* JOB
Please pull every line of the listing below and reproduce it verbatim, in the same order and without any changes.

* EXTRACTED RECORDS
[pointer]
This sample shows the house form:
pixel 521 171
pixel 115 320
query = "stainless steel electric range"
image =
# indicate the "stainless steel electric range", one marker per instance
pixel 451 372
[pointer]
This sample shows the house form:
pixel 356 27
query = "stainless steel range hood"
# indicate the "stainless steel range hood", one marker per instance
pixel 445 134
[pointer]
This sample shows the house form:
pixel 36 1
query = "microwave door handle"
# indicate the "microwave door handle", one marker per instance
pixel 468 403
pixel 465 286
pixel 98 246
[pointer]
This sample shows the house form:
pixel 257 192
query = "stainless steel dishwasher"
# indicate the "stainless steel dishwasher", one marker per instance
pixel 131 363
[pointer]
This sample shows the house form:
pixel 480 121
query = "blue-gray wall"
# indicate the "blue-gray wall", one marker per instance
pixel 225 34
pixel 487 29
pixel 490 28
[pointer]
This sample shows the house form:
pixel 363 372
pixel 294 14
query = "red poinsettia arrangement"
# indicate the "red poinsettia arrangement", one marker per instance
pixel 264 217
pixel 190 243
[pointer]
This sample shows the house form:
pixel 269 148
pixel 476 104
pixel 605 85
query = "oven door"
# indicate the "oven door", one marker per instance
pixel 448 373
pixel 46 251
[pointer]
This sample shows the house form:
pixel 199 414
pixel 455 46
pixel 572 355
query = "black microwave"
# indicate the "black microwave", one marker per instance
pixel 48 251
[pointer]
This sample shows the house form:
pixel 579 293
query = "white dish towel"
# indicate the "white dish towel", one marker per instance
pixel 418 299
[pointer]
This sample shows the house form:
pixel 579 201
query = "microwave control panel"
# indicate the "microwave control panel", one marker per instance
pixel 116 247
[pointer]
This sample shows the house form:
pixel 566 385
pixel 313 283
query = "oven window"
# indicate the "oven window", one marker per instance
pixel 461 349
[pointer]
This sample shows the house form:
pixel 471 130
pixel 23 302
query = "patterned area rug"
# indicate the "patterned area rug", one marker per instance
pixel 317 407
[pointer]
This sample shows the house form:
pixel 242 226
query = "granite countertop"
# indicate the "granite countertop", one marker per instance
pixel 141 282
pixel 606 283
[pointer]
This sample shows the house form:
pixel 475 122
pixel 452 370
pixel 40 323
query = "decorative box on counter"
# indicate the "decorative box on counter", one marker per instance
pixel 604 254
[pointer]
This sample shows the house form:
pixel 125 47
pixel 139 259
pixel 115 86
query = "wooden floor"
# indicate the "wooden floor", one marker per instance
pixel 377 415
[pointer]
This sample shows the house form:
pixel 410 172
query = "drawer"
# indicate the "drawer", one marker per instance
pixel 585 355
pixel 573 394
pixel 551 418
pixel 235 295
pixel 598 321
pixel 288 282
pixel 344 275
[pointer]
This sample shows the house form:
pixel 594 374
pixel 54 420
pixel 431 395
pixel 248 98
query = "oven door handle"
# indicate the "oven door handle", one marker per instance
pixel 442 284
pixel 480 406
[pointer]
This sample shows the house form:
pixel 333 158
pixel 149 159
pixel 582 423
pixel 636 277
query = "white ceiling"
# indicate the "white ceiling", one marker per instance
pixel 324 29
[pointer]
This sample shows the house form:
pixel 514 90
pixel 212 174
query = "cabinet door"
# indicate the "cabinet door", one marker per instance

* ANSWER TO THE PROBLEM
[pointer]
This sample shows the house form:
pixel 521 171
pixel 115 320
query = "stainless steel electric range"
image =
# indicate the "stainless steel electric range", one marker per instance
pixel 451 372
[pointer]
This sample shows the house form:
pixel 356 27
query = "stainless steel range hood"
# indicate the "stainless steel range hood", one marker per instance
pixel 445 134
[pointer]
This sample shows the house form:
pixel 36 1
query = "microwave door handle"
# indicate the "microwave door handle", one marker per instance
pixel 468 403
pixel 465 286
pixel 98 246
[pointer]
This sample shows the house form:
pixel 257 192
query = "stainless steel dishwasher"
# indicate the "stainless steel dishwasher", one marker per instance
pixel 131 363
[pointer]
This sample shows the house form:
pixel 480 121
query = "blue-gray wall"
# indicate the "blue-gray wall", one marker per instance
pixel 225 34
pixel 487 29
pixel 490 28
[pointer]
This sample shows the house form:
pixel 363 372
pixel 294 14
query = "red poinsettia arrangement"
# indicate the "red poinsettia arrangement", one marker per instance
pixel 264 217
pixel 190 243
[pointer]
This sample shows the house form:
pixel 269 148
pixel 476 104
pixel 605 85
query = "oven door"
# indicate the "oven door", one marker per instance
pixel 448 373
pixel 46 251
[pointer]
This sample shows the house form:
pixel 199 414
pixel 455 46
pixel 572 355
query = "black microwave"
# indicate the "black microwave", one marker per instance
pixel 48 251
[pointer]
This sample shows the house form:
pixel 579 293
query = "white dish towel"
# indicate the "white dish towel", one marker per instance
pixel 418 299
[pointer]
This sample shows the house form:
pixel 579 201
query = "microwave control panel"
# indicate the "microwave control panel", one marker per instance
pixel 116 247
[pointer]
This sample shows the house form:
pixel 566 385
pixel 313 283
query = "oven window"
# indicate the "oven window", one marker per instance
pixel 461 349
[pointer]
This sample shows the house form:
pixel 471 130
pixel 23 302
query = "patterned area rug"
# indicate the "patterned area rug", one marker per instance
pixel 317 407
[pointer]
This sample shows the house form:
pixel 242 226
query = "granite countertop"
# indicate the "granite countertop", one marker per instance
pixel 141 282
pixel 606 283
[pointer]
This sample shows the house form:
pixel 475 122
pixel 452 370
pixel 40 323
query = "decorative box on counter"
# indicate the "decorative box on counter", one marker per instance
pixel 604 254
[pointer]
This sample shows the house form:
pixel 125 47
pixel 139 259
pixel 115 86
query = "wooden floor"
# indicate the "wooden floor", one marker per instance
pixel 377 415
[pointer]
This sample shows the house form:
pixel 410 172
query = "drawer"
# indicate the "drawer", one marker per instance
pixel 585 355
pixel 573 394
pixel 551 418
pixel 235 295
pixel 598 321
pixel 288 282
pixel 344 275
[pointer]
This sample shows the house form:
pixel 594 374
pixel 54 420
pixel 431 395
pixel 248 98
query = "oven door handle"
# indicate the "oven door handle", one marker per instance
pixel 442 284
pixel 480 406
[pointer]
This sample shows the house form:
pixel 333 158
pixel 149 159
pixel 582 423
pixel 636 277
query = "white ceiling"
# indicate the "white ceiling", one marker per instance
pixel 324 29
[pointer]
This sample shows the house form:
pixel 514 90
pixel 212 174
query = "cabinet door"
# indicate the "cabinet door", one marker per instance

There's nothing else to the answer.